Work required: Transcribe all the lines below exactly. Omit the pictures.

Photo-based referring expression data:
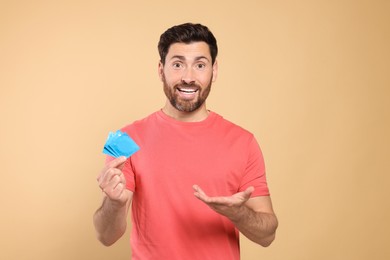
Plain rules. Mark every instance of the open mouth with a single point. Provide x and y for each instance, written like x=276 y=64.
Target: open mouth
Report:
x=187 y=90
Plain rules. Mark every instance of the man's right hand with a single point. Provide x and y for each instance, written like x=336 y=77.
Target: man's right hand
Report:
x=113 y=183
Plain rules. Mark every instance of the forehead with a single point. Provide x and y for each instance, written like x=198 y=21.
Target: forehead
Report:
x=189 y=50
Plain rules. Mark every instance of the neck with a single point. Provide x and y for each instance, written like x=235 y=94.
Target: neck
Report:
x=195 y=116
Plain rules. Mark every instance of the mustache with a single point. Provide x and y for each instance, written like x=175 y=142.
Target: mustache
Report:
x=187 y=85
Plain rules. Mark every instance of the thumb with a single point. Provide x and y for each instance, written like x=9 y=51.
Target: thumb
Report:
x=117 y=163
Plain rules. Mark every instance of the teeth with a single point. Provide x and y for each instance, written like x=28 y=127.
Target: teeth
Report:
x=187 y=90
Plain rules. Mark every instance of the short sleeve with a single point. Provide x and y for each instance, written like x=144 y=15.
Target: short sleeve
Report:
x=255 y=171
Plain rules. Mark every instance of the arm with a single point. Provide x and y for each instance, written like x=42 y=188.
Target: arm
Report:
x=110 y=219
x=253 y=217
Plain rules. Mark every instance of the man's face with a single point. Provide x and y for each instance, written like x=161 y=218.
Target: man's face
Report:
x=187 y=75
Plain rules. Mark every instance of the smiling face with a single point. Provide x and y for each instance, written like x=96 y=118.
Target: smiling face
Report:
x=187 y=76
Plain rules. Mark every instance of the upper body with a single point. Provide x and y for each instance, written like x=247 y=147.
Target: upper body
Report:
x=183 y=146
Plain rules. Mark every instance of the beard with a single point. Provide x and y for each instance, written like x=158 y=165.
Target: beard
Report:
x=184 y=105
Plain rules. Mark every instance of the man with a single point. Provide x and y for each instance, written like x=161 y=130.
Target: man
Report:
x=197 y=179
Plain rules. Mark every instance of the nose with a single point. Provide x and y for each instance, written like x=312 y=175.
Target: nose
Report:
x=188 y=76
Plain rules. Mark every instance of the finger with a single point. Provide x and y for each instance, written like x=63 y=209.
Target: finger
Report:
x=110 y=186
x=248 y=191
x=108 y=176
x=115 y=163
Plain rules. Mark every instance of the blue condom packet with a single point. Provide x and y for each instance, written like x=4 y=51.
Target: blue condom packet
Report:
x=120 y=144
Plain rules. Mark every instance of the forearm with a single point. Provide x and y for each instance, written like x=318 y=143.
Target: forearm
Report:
x=259 y=227
x=110 y=222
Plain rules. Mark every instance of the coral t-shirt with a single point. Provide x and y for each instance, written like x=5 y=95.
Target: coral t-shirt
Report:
x=168 y=221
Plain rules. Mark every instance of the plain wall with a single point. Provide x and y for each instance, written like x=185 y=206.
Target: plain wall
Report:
x=309 y=78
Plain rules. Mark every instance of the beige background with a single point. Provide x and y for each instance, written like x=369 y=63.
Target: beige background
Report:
x=309 y=78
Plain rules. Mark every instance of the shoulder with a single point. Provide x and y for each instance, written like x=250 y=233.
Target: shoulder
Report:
x=228 y=127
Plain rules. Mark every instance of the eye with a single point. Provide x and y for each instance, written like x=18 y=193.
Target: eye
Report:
x=200 y=66
x=177 y=65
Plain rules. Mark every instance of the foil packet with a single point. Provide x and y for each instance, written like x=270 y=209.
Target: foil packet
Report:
x=120 y=144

Task response:
Plain rules. Mark every instance of the open mouth with a single point. Provide x and y for each instance, written like x=276 y=64.
Target: open mouth
Report:
x=187 y=90
Plain rules. Mark every instance of the man's right hand with a single point. Provide x and y for each instance, written like x=336 y=77.
Target: man's right hand
Report:
x=113 y=183
Plain rules. Mark every instance of the forehead with a single point. Provide x and y for each instance, written like x=198 y=21.
Target: forehead
Report:
x=189 y=50
Plain rules. Mark every instance of the neck with a single point. Provide x and y for each instance, written like x=235 y=94.
Target: neck
Report:
x=195 y=116
Plain rules. Mark every instance of the mustache with a single point. Provide x and y for each instance, written like x=175 y=142.
Target: mustache
Report:
x=187 y=85
Plain rules. Mark every instance of the thumb with a single point. Provide x and y for each instance, written like x=9 y=51.
Target: thumb
Report:
x=117 y=163
Plain rules. Mark every instance of the teeth with a single point. Provide x and y for each instance, written like x=28 y=127.
Target: teeth
Report:
x=187 y=90
Plain rules. Mark every instance of the short sleeve with a single point. Provide x and y for each instance, written like x=144 y=15.
Target: short sleeve
Report:
x=255 y=171
Plain rules. Mark every instance of the arm with a single point. Provide x and y for each instance, written like x=42 y=188.
Target: arm
Report:
x=110 y=219
x=253 y=217
Plain rules. Mark every instance of the man's face with a single point. Provide x and y for each instance, written like x=161 y=218.
Target: man's face
Report:
x=187 y=75
Plain rules. Mark every instance of the smiling face with a single point. Provide x and y for each instance, written like x=96 y=118.
Target: smiling face
Report:
x=187 y=76
Plain rules. Mark every instance of the upper body with a single point. Provide x and y for each instance, written like x=247 y=147.
Target: upper body
Report:
x=183 y=146
Plain rules. Mark every instance of the beard with a single point. Provide x and y for each instance, written like x=158 y=165.
Target: beard
Report:
x=184 y=105
Plain rules. Mark every instance of the man with a single point. Provide x and y for each instance, written like x=161 y=130.
Target: man
Report:
x=197 y=179
Plain rules. Mark every instance of the nose with a single point. Provide x and y for each instance, written like x=312 y=175.
Target: nose
Report:
x=188 y=76
Plain rules. Mark every instance of the finger with a single point. Provide x and y for each instance, written like x=63 y=209.
Target: finger
Report:
x=110 y=186
x=248 y=191
x=108 y=176
x=115 y=163
Plain rules. Mark every instance of the blue condom packet with a single point. Provide x and y for each instance, written like x=4 y=51.
Target: blue condom packet
Report:
x=120 y=144
Plain rules. Mark every instance of the forearm with a single point. Provide x and y for each instance, written like x=318 y=143.
Target: forearm
Report:
x=259 y=227
x=110 y=222
Plain rules. Mark every instance of the coral t-shirt with a single point. Provide x and y for each instance, written like x=5 y=95.
Target: coral t-shirt
Report:
x=168 y=221
Plain rules. Mark every instance of the plain wall with a single point. Provide x and y for each instance, written like x=185 y=206.
Target: plain wall
Report:
x=309 y=78
Plain rules. Mark every instance of the beige background with a single point. Provide x and y for each instance, written like x=369 y=63.
Target: beige background
Report:
x=309 y=78
Plain rules. Mark every instance of the shoulder with a single point. Provide x and y for each instance, written like x=250 y=233.
Target: shoulder
Report:
x=228 y=127
Plain rules. Mark every instance of the eye with a single point. Provide x and y for each instance, written like x=18 y=193.
Target: eye
Report:
x=200 y=66
x=177 y=65
Plain rules. Mark every instance of the foil packet with a single point. Provide x and y for each instance, written like x=270 y=209.
Target: foil packet
Report:
x=120 y=144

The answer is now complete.